CHALLENGE -> Extract, with no changes, the lines of the records that begin at the line containing "Where can the church tower" and continue through the end of the records, with both ends included.
● ● ●
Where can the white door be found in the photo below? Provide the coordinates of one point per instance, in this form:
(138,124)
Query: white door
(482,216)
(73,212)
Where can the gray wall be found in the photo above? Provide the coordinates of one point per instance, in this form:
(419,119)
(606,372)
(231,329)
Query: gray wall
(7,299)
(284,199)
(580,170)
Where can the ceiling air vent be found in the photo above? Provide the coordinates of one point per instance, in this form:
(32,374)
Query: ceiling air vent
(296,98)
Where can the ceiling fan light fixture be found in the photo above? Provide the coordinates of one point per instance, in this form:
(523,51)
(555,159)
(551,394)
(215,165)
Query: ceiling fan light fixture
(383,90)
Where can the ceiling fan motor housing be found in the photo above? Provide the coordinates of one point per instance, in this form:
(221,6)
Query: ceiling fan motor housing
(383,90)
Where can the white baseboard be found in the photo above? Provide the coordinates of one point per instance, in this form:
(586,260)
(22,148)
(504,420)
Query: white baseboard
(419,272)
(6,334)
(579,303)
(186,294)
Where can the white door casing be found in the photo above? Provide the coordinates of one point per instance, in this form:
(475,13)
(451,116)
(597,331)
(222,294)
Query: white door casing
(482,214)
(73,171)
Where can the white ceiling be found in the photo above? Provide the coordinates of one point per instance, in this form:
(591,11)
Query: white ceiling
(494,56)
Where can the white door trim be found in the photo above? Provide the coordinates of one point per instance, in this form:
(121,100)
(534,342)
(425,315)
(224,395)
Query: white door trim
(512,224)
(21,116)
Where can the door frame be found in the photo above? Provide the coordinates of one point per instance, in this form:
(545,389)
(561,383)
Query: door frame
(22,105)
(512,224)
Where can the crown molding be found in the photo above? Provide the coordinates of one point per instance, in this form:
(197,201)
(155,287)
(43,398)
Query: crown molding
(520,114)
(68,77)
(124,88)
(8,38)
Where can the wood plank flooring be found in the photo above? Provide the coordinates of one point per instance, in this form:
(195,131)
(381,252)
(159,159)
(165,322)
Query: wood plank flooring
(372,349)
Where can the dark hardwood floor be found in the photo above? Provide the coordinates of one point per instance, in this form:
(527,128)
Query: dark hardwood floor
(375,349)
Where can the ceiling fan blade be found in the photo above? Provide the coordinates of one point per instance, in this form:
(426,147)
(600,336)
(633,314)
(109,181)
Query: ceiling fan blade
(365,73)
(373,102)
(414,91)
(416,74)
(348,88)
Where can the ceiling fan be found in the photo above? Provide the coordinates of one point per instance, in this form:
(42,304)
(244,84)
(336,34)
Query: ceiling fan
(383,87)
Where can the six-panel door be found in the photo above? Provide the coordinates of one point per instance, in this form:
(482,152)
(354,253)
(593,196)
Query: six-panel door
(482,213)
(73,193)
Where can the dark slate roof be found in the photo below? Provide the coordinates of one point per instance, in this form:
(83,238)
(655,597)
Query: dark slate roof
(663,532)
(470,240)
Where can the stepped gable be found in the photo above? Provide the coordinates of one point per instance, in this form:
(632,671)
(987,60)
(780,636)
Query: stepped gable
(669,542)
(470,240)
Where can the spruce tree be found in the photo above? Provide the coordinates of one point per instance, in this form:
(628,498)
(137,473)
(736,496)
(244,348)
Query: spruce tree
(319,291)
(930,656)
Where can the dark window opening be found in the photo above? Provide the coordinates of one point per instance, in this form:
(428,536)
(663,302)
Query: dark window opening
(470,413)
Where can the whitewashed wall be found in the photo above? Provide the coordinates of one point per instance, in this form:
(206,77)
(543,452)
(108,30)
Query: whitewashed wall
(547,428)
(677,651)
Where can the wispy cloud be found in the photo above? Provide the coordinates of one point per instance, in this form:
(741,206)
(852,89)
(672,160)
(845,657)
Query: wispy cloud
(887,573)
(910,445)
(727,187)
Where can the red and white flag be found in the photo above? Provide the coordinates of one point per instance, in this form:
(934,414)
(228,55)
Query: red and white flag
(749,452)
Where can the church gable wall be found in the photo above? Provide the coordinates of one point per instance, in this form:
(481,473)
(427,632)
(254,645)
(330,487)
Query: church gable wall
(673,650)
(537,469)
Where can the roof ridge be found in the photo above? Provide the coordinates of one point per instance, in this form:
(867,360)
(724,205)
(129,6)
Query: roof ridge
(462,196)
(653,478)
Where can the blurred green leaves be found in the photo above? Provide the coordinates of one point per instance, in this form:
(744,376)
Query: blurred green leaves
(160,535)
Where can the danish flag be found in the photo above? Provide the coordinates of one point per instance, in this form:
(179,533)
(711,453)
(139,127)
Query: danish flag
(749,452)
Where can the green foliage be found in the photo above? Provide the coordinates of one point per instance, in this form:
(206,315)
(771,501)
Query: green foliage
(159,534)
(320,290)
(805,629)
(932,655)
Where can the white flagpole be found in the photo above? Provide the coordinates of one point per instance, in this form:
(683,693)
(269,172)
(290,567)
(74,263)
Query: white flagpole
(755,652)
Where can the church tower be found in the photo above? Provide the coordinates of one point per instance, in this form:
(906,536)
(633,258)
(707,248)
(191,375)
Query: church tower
● ● ●
WRITTEN SOLUTION ->
Where can the church tower be found in the photo above? Provide the coordinates of one point per instance, in this form:
(906,536)
(633,258)
(707,248)
(191,375)
Query: church tower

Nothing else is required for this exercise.